§ TEXT EXCERPT
^^^^^^^^^^^^^^^^

Last year, a bellwether exchange traded fund (ETF) tracking the MSCI EAFE Index surged 31. 6% while the biggest S&P 500-dedicated ETF gained “just” 17. 8%, marking the first time in a long time that international stocks beat domestic peers.
To add to the international ebullience, that MSCI EAFE-tracking ETF was 200 basis points less volatile than the S&P 500 on annualized basis. So it’s understandable that advisors and retail investors are alike are renewing their affinity for ex-US stocks and the related ETFs. Speaking of international ETFs, advisors have more to pick from thanks to some recent launches.
Enter the JPMorgan International Dynamic ETF (NYSE: JIDE), which debuted on Wednesday, Jan. 28. That new ETF is actively managed, adding to the issuer’s status as the largest issuer of such ETFs and extending what’s an interesting rivalry with another firm. Think of the new ETF as an actively managed spin on MSCI EAFE-tracking index funds and passive ETFs.
JIDE Details
JIDE is a large-cap blend fund, though it holds some mid-cap names and it’s not limited at the sector level or by various investment styles.

^^^^^^^^^^^^^^^^

§ GIVEN EXERCISE 1
According to the article on international ETFs, on what date did the JPMorgan International Dynamic ETF debut?
§ GIVEN EXERCISE 2
Carry on with the article on the JPMorgan International Dynamic ETF from the point where it stops.

^^^^^^^^^^^^^^^^

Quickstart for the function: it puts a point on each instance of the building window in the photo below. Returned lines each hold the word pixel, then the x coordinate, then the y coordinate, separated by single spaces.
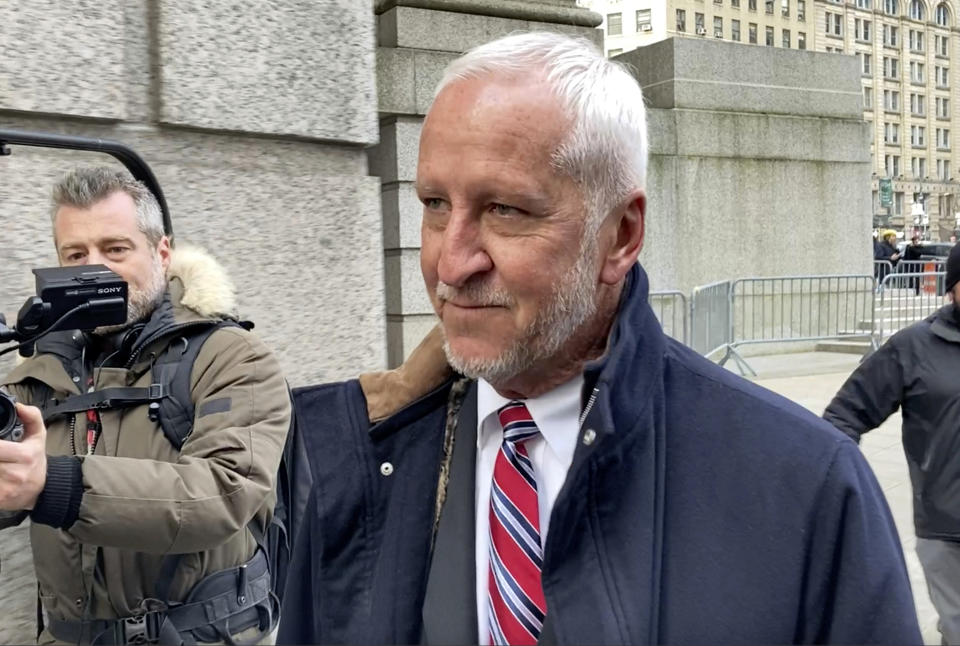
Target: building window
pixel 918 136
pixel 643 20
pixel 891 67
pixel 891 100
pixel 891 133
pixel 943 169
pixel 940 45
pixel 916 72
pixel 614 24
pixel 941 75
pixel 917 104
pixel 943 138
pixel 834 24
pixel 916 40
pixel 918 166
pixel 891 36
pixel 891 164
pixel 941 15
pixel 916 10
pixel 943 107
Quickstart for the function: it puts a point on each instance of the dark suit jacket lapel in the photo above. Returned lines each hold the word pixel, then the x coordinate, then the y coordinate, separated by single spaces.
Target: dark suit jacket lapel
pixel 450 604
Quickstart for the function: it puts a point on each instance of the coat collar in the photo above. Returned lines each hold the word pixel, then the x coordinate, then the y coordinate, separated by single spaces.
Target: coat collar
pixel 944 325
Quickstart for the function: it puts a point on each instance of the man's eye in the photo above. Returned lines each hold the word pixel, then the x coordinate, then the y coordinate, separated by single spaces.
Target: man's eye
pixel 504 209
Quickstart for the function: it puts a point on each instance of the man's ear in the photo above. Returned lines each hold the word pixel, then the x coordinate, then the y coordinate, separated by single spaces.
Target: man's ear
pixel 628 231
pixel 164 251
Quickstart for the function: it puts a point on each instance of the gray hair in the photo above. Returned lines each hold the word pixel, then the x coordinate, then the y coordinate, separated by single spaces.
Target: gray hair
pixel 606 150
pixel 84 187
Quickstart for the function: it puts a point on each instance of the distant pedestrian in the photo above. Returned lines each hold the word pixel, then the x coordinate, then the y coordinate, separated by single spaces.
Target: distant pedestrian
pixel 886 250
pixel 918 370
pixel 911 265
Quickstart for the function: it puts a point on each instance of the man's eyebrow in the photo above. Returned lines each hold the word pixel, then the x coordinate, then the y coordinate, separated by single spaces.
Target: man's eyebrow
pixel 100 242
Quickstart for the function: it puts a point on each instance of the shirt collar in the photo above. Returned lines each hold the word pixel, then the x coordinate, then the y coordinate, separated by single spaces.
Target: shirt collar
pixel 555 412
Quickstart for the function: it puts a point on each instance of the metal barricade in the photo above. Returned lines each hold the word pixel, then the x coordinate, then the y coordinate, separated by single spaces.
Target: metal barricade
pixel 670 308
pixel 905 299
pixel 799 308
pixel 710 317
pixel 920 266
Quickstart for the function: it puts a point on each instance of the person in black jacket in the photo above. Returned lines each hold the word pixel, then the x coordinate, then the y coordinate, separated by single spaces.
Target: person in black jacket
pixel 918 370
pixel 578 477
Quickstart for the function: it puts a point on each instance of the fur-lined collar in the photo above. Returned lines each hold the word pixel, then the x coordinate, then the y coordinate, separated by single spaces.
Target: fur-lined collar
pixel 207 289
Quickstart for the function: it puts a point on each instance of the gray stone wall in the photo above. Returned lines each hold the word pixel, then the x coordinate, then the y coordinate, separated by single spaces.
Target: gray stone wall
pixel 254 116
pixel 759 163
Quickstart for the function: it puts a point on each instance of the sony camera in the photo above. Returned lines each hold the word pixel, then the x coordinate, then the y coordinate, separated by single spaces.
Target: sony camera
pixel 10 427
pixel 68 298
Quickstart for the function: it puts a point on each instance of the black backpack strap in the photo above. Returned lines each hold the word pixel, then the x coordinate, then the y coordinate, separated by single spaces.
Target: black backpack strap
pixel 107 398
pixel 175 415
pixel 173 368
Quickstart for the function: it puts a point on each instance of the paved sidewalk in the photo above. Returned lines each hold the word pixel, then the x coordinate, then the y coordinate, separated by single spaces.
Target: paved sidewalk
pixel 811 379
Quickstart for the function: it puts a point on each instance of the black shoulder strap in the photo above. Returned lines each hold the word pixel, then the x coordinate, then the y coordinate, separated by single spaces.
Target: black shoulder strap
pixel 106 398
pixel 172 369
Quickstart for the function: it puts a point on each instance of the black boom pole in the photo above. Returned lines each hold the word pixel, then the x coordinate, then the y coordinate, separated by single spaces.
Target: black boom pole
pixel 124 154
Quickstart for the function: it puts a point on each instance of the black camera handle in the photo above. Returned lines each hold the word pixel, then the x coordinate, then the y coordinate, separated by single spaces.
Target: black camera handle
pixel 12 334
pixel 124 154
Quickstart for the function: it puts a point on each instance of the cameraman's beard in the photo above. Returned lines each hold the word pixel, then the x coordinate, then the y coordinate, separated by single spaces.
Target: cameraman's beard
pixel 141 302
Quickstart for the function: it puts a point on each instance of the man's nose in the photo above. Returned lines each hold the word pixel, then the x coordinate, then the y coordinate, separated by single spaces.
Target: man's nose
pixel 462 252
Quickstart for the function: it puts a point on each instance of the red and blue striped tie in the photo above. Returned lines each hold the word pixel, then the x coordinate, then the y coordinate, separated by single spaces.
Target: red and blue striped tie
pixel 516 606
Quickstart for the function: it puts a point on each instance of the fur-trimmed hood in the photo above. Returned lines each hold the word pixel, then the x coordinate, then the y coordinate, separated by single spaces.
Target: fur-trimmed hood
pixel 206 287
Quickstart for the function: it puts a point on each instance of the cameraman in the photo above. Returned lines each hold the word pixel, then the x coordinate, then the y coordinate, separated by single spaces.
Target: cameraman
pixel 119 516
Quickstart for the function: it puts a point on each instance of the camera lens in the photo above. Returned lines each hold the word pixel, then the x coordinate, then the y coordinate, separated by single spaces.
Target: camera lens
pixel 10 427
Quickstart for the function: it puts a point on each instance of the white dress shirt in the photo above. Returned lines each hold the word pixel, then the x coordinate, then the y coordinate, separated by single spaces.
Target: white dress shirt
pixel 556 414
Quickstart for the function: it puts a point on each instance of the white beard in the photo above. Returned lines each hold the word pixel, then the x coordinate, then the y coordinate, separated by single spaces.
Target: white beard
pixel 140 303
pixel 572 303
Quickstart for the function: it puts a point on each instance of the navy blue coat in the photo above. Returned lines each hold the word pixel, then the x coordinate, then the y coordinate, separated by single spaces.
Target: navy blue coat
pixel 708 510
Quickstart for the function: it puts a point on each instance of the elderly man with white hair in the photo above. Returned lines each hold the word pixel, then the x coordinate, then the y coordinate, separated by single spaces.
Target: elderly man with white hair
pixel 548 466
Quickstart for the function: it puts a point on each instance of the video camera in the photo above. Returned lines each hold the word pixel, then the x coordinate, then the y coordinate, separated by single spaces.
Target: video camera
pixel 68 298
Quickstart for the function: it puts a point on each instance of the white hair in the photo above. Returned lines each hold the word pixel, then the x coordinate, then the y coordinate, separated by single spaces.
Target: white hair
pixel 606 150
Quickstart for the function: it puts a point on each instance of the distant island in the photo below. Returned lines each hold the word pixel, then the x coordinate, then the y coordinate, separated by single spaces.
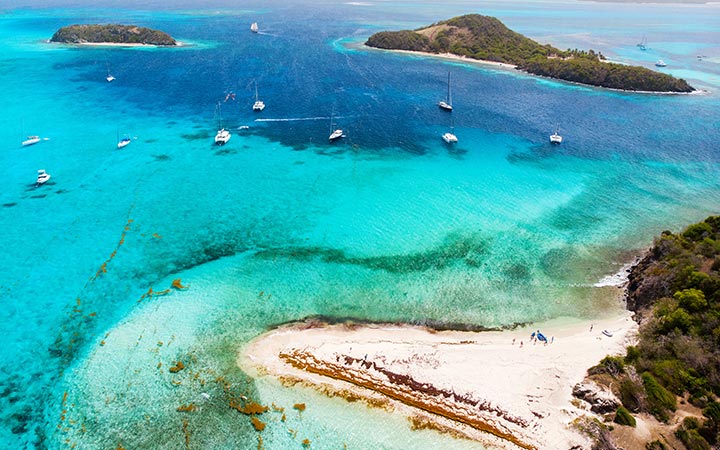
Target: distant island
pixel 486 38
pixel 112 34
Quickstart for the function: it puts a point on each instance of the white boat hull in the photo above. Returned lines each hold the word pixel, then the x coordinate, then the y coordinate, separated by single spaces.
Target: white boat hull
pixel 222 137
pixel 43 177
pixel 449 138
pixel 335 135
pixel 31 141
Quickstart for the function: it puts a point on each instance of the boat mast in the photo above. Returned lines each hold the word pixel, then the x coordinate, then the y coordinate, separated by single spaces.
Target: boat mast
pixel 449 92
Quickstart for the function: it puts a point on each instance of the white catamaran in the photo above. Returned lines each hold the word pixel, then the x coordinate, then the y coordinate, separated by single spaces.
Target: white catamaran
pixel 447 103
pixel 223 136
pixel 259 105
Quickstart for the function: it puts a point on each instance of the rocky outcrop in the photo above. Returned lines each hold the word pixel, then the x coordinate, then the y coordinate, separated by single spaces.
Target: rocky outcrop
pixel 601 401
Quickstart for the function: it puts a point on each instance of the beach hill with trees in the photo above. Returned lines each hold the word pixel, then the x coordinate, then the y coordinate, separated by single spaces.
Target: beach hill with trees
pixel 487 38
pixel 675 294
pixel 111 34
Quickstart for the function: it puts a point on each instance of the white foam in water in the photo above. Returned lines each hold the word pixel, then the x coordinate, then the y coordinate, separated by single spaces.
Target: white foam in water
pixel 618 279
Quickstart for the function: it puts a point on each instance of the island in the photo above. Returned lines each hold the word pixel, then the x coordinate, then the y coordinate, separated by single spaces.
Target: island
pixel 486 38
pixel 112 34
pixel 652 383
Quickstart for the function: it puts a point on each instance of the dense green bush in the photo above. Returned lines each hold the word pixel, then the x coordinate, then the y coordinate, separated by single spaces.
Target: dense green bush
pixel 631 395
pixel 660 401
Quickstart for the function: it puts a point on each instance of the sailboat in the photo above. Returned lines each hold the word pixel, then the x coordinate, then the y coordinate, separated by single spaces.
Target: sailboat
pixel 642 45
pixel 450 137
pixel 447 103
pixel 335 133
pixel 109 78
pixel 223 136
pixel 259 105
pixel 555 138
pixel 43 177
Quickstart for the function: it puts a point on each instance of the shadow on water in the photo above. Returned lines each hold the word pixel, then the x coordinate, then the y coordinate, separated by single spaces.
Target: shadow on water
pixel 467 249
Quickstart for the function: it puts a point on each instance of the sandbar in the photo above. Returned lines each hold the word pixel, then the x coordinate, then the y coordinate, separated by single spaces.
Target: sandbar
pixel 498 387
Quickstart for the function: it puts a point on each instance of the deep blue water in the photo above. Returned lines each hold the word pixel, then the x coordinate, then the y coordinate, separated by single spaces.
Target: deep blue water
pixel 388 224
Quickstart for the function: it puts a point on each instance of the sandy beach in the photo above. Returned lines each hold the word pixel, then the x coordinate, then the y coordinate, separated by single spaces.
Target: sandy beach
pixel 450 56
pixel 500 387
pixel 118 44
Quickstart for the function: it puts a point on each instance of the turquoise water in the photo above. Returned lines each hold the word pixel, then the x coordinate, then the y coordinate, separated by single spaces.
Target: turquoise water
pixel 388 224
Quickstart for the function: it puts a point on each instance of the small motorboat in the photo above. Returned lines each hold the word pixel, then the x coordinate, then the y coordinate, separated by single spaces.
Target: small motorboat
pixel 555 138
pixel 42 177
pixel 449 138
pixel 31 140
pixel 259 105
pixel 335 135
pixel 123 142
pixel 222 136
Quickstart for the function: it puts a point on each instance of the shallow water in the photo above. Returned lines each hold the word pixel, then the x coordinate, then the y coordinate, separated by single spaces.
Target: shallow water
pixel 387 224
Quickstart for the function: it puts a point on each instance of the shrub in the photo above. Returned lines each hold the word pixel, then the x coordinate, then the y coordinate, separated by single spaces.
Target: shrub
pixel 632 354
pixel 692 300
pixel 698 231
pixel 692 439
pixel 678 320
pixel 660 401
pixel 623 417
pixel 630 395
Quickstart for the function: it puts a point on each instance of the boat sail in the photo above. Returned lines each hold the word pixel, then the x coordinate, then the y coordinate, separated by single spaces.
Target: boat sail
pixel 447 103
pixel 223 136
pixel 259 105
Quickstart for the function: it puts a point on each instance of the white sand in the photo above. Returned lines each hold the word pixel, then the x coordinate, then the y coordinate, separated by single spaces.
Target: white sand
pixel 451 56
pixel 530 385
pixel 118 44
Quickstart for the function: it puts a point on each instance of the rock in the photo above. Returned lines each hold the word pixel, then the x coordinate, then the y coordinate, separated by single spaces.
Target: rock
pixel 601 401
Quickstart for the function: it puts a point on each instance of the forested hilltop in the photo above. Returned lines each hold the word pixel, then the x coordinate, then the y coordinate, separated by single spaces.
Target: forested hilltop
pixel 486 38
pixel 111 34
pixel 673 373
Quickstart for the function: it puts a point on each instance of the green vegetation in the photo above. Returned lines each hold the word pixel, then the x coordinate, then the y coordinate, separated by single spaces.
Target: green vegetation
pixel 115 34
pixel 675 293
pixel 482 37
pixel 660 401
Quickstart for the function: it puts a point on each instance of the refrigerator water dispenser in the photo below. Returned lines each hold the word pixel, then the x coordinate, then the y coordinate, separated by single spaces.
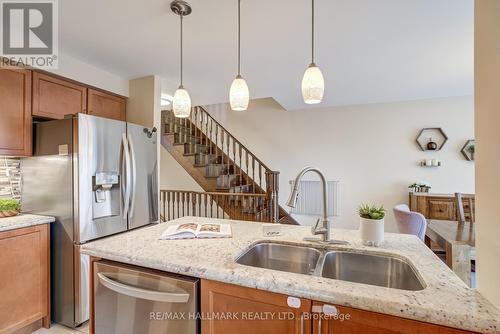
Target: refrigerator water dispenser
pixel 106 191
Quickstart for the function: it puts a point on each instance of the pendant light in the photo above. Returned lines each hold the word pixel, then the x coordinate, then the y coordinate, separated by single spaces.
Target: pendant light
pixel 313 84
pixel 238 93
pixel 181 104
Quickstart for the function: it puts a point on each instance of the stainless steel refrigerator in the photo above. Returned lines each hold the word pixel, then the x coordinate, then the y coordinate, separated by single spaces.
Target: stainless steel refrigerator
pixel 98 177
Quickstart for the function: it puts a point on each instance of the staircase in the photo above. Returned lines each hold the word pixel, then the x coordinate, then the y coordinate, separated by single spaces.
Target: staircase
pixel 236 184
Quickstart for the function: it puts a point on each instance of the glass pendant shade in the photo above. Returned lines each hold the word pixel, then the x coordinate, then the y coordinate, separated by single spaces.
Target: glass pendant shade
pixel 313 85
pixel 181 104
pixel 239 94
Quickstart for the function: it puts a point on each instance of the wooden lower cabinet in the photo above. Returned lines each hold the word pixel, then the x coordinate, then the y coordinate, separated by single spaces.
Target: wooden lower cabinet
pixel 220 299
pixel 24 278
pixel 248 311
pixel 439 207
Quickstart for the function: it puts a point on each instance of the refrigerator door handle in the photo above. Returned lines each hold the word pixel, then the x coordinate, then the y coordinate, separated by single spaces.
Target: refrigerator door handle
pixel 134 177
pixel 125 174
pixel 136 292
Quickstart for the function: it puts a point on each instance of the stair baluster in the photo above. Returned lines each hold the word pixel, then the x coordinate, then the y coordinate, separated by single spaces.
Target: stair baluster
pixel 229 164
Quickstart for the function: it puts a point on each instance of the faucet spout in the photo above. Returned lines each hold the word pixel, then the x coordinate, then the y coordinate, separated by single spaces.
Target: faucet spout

^^^^^^^^^^^^^^^^

§ RIGHT ANSWER 1
It debuted on Wednesday, Jan. 28.

§ RIGHT ANSWER 2
“JIDE is designed to give investors a dynamic edge in the Foreign Large Blend category, which is a vital building block for many U. S. investors now increasing global diversification," said Travis Spence, Global Head of ETFs at J. P. Morgan Asset Management, in a statement. "JIDE stands out by leveraging our global research and the expertise of our seasoned portfolio managers, offering a flexible, best-ideas approach to international investing that's built to navigate changing markets. "
The new ETF has 108 long positions – a small number compared to passive ETFs in this category. However, concentration risk isn’t a concern as JIDE’s top 10 holdings range in weight from 1. 58% to 3. 39%, confirming a well-balanced portfolio.
As is the case with many diversified international developed markets funds, JIDE has a value feel to it due to a combined 52. 2% weight to financial services, industrial and healthcare stocks, but as noted above, the new ETF isn’t limited to value or any other factor.
Japan, a good place to be these days, is JIDE’s largest country weight at 23. 6%, but developed Europe will do the heavy lifting because that region accounts for two-thirds of the portfolio. That’s something for advisors and investors to consider because European stocks are still undervalued relative to the U. S. and because consensus wisdom indicates the 2025 rebounds notched by European stocks could be the start of something more substantial.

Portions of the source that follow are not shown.